Convert a TensorFlow Object Detection Model to OpenVINO™#

This Jupyter notebook can be launched on-line, opening an interactive environment in a browser window. You can also make a local installation. Choose one of the following options:

TensorFlow, or TF for short, is an open-source framework for machine learning.

The TensorFlow Object Detection API is an open-source computer vision framework built on top of TensorFlow. It is used for building object detection and image segmentation models that can localize multiple objects in the same image. TensorFlow Object Detection API supports various architectures and models, which can be found and downloaded from the TensorFlow Hub.

This tutorial shows how to convert a TensorFlow Faster R-CNN with Resnet-50 V1 object detection model to OpenVINO Intermediate Representation (OpenVINO IR) format, using Model Converter. After creating the OpenVINO IR, load the model in OpenVINO Runtime and do inference with a sample image.

Table of contents:

Prerequisites
Imports
Settings
Download Model from TensorFlow Hub
Convert Model to OpenVINO IR
Test Inference on the Converted Model
Select inference device
Next Steps
- Async inference pipeline
- Integration preprocessing to model

Installation Instructions#

This is a self-contained example that relies solely on its own code.

We recommend running the notebook in a virtual environment. You only need a Jupyter server to start. For details, please refer to Installation Guide.

Prerequisites#

Install required packages:

%pip install -q "openvino>=2023.1.0" "numpy>=1.21.0" "opencv-python" "tqdm"

%pip install -q "matplotlib>=3.4"
%pip install -q "tensorflow-macos>=2.5; sys_platform == 'darwin' and platform_machine == 'arm64' and python_version > '3.8'" # macOS M1 and M2
%pip install -q "tensorflow>=2.5; sys_platform == 'darwin' and platform_machine != 'arm64' and python_version > '3.8'" # macOS x86
%pip install -q "tensorflow>=2.5; sys_platform != 'darwin' and python_version > '3.8'"

Note: you may need to restart the kernel to use updated packages.
Note: you may need to restart the kernel to use updated packages.
Note: you may need to restart the kernel to use updated packages.
Note: you may need to restart the kernel to use updated packages.
Note: you may need to restart the kernel to use updated packages.

::::::

WORK TO COMPLETE:
1. Print the part of the tutorial that begins at the words "This Jupyter notebook" and stops after "the TensorFlow Hub.".
2. How would you render this sentence from the tutorial in Spanish: "TensorFlow, or TF for short, is an open-source framework for machine learning."
3. Which object detection model does the tutorial convert to OpenVINO IR format?
The lines after this point come from a separate source, not from the tutorial.

DATA PROVIDED:
::::::

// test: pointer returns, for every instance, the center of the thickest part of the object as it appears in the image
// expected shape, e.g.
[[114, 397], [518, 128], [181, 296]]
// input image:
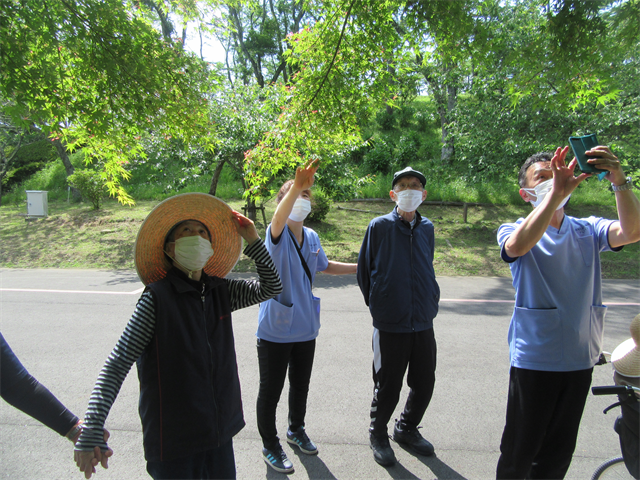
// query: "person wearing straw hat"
[[626, 371], [398, 282], [181, 337], [556, 329], [289, 323]]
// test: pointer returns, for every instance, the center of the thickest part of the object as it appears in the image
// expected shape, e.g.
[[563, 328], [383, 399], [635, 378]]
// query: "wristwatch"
[[628, 185]]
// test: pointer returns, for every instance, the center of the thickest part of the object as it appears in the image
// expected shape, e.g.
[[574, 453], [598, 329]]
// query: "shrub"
[[90, 185], [386, 119], [408, 147], [320, 206], [405, 116], [380, 158]]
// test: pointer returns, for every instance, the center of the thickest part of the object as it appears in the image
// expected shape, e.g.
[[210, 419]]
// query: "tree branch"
[[335, 53]]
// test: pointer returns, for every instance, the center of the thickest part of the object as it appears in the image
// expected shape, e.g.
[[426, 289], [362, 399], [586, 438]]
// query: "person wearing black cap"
[[395, 274]]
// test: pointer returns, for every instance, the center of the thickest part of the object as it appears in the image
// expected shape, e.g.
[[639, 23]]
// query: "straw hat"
[[626, 357], [216, 215]]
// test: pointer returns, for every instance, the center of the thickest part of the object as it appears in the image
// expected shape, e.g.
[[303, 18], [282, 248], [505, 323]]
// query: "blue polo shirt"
[[294, 315], [558, 320]]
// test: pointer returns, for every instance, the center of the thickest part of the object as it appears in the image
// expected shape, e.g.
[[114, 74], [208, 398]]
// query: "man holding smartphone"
[[556, 330]]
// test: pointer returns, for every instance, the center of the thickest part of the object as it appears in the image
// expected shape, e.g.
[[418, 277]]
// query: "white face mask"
[[540, 192], [300, 210], [193, 252], [409, 200]]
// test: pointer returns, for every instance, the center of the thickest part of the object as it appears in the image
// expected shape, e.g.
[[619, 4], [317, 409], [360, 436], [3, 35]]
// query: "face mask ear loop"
[[186, 270]]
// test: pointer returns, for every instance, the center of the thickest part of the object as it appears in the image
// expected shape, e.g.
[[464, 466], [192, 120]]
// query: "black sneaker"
[[277, 460], [382, 452], [301, 439], [411, 438]]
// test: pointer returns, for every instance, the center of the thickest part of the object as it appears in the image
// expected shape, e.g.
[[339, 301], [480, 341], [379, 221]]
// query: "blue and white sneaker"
[[277, 460], [301, 439]]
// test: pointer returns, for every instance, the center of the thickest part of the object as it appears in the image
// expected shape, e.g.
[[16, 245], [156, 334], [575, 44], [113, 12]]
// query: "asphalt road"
[[62, 324]]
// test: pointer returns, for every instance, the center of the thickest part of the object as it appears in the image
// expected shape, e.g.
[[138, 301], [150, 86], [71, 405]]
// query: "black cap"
[[408, 172]]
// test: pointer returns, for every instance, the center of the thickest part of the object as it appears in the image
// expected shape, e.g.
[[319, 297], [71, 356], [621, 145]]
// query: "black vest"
[[189, 386]]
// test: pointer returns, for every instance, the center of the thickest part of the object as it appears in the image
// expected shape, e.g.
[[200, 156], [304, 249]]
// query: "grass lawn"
[[75, 236]]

::::::

ANSWER SET:
1.
This Jupyter notebook can be launched on-line, opening an interactive environment in a browser window. You can also make a local installation. Choose one of the following options:

TensorFlow, or TF for short, is an open-source framework for machine learning.

The TensorFlow Object Detection API is an open-source computer vision framework built on top of TensorFlow. It is used for building object detection and image segmentation models that can localize multiple objects in the same image. TensorFlow Object Detection API supports various architectures and models, which can be found and downloaded from the TensorFlow Hub.

2. TensorFlow, o TF para abreviar, es un marco de código abierto para el aprendizaje automático.

3. A TensorFlow Faster R-CNN with Resnet-50 V1 object detection model.